To do: The answer is the full listing restated exactly, without any pictures.

Entries provided:

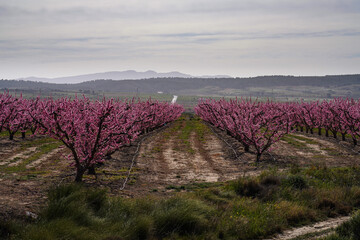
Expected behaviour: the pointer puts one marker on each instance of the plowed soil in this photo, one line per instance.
(187, 151)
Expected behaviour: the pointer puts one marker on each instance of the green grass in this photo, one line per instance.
(40, 150)
(349, 230)
(248, 208)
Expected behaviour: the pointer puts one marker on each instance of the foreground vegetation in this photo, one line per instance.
(249, 208)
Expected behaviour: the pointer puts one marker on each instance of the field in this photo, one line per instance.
(185, 157)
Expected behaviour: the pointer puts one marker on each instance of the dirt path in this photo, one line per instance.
(185, 153)
(317, 229)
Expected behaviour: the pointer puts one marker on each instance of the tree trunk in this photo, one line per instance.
(79, 174)
(91, 170)
(335, 134)
(258, 156)
(246, 147)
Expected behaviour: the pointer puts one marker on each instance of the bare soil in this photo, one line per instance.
(165, 159)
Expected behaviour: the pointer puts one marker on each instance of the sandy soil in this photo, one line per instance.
(164, 160)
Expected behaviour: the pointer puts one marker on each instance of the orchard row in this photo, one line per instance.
(90, 129)
(261, 124)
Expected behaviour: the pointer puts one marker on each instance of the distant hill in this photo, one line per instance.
(115, 75)
(262, 86)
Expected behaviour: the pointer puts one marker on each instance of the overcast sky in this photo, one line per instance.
(52, 38)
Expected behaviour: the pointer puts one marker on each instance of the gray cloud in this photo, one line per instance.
(39, 37)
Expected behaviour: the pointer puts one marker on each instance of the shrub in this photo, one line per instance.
(297, 182)
(247, 187)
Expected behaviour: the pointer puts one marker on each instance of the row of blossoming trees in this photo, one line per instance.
(261, 124)
(90, 129)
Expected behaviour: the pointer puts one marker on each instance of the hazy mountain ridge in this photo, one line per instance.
(116, 75)
(263, 86)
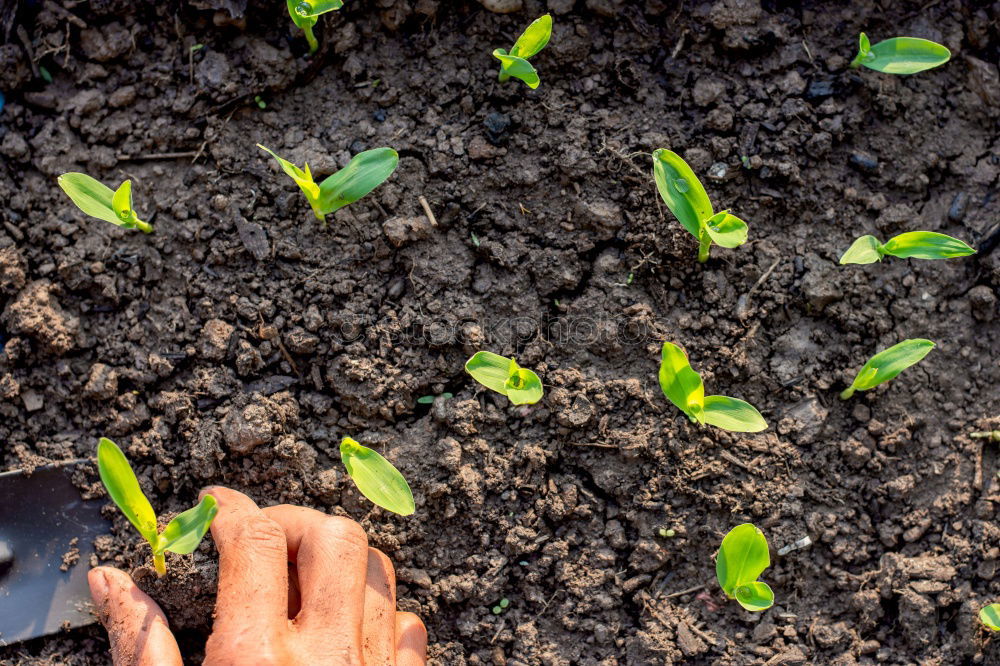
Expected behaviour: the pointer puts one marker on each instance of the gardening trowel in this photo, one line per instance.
(46, 542)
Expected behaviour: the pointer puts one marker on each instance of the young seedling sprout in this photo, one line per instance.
(686, 198)
(305, 14)
(181, 535)
(365, 172)
(683, 387)
(376, 478)
(506, 377)
(915, 244)
(98, 200)
(888, 363)
(742, 558)
(900, 55)
(527, 45)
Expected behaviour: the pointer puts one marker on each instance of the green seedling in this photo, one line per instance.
(888, 363)
(305, 14)
(181, 535)
(98, 200)
(687, 199)
(915, 244)
(365, 172)
(528, 44)
(683, 387)
(900, 55)
(742, 558)
(506, 377)
(376, 478)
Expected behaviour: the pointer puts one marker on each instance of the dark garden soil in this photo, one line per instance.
(238, 343)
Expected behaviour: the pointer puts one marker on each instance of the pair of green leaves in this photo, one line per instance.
(181, 535)
(888, 363)
(687, 199)
(98, 200)
(915, 244)
(742, 558)
(376, 478)
(683, 387)
(515, 63)
(365, 172)
(900, 55)
(505, 376)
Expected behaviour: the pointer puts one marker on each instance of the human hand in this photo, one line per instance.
(296, 586)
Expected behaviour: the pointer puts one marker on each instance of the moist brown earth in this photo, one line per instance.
(238, 343)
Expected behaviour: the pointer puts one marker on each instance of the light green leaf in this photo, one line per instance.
(183, 534)
(926, 245)
(121, 484)
(726, 230)
(732, 414)
(864, 250)
(376, 478)
(681, 190)
(755, 596)
(743, 556)
(534, 38)
(680, 383)
(366, 171)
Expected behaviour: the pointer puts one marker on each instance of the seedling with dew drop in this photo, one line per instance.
(900, 55)
(365, 172)
(888, 363)
(98, 200)
(376, 478)
(687, 199)
(515, 63)
(305, 14)
(683, 387)
(181, 535)
(915, 244)
(742, 558)
(506, 377)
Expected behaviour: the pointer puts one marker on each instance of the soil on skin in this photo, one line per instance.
(238, 343)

Exercise solution:
Expected behaviour: the pointer puts one marker on each instance of the plowed soil in this photo, one line per instance.
(187, 151)
Expected behaviour: the pointer puts one marker on each instance of the green grass in this photo, one line per instance.
(40, 150)
(349, 230)
(248, 208)
Expected behaviour: the pointer puts one marker on each instance of the foreground vegetation in this photo, one line per instance.
(249, 208)
Expected behaviour: the pointer puts one marker on each instance of the field in this photo, one line per instance.
(185, 157)
Expected behaviour: the pointer puts one marker on each instance of the dirt path in this photo, one line per instance.
(185, 153)
(317, 229)
Expected behaviour: the pointer puts one marker on each instance of the tree trunk in this photo, one line per instance.
(79, 174)
(91, 170)
(335, 134)
(258, 156)
(246, 147)
Expected behaviour: the pointer puts one marker on each instance of the bare soil in this photo, one line per instance.
(165, 159)
Expected behaviour: the pointer puts one marker on each instance of the sandy soil in this photo, one line per instance.
(164, 160)
Expected behaviour: the pointer puts one marker on each instance of the orchard row in this photo, one line per instance.
(90, 129)
(261, 124)
Expected behaviour: the pointer puts one marker on each instance of the distant hill in this photo, one line per instance.
(115, 75)
(262, 86)
Expected behaviour: the pointer puts one marker on each instance of the overcast sky in this photo, one line per instance.
(52, 38)
Expected behaviour: the pointer puts one marker on each instance of the gray cloud in this photo, one line per instance.
(39, 37)
Expected behaviour: the pointer puts one marker on each instance of the shrub in this photo, one line per instance.
(297, 182)
(247, 187)
Expected behaviour: the pointer puts one marker on each instance of the row of blossoming trees in this photo, one line per instance.
(261, 124)
(90, 129)
Expected behaviour: the pointer puts one marker on each instance of the hazy mountain ridge in this photo, one line per instance.
(116, 75)
(263, 86)
Expected behaviour: the pointer puts one marker on each instance of the gardening trowel in this photo, one line per instance.
(46, 542)
Expected behaviour: the pointer puts one marker on each instance of the young seedling sprout in this photo, one line per instance.
(686, 198)
(305, 14)
(181, 535)
(365, 172)
(683, 387)
(376, 478)
(506, 377)
(915, 244)
(98, 200)
(888, 363)
(742, 558)
(900, 55)
(527, 45)
Expected behaviour: the pointer puts one marker on each instance of the green seedling in this photo, one line per instance.
(888, 363)
(305, 14)
(181, 535)
(98, 200)
(687, 199)
(915, 244)
(365, 172)
(528, 44)
(683, 387)
(900, 55)
(742, 558)
(506, 377)
(376, 478)
Expected behaviour: the pointer puts one marker on each instance of the dark garden soil in this photo, one line per instance.
(238, 343)
Expected behaviour: the pointer puts one marker on each instance of the pair of green leaves in this photo, one line per instance.
(181, 535)
(888, 363)
(687, 199)
(98, 200)
(915, 244)
(742, 558)
(376, 478)
(683, 387)
(515, 63)
(365, 172)
(900, 55)
(505, 376)
Expected behaviour: the pointer puts one marker on each instance of the human hand in this photo, one line per instance.
(296, 586)
Expected behaviour: the pointer puts one marker on each instance of the moist brown earth in this photo, one line per instance.
(238, 343)
Expected behaviour: the pointer puts one marker on each instance of the light green leaf in this photo, one line per instance.
(183, 534)
(926, 245)
(121, 484)
(726, 230)
(732, 414)
(864, 250)
(376, 478)
(681, 190)
(755, 596)
(743, 556)
(534, 38)
(680, 383)
(366, 171)
Expected behaviour: the pointer puts one marker on each instance of the seedling with dew drop in this photo, one line per instance.
(900, 55)
(365, 172)
(888, 363)
(98, 200)
(376, 478)
(687, 199)
(515, 63)
(305, 14)
(683, 387)
(181, 535)
(915, 244)
(742, 558)
(506, 377)
Expected behaviour: the pointer puts one marker on each instance of the soil on skin in this photo, one line per instance.
(238, 343)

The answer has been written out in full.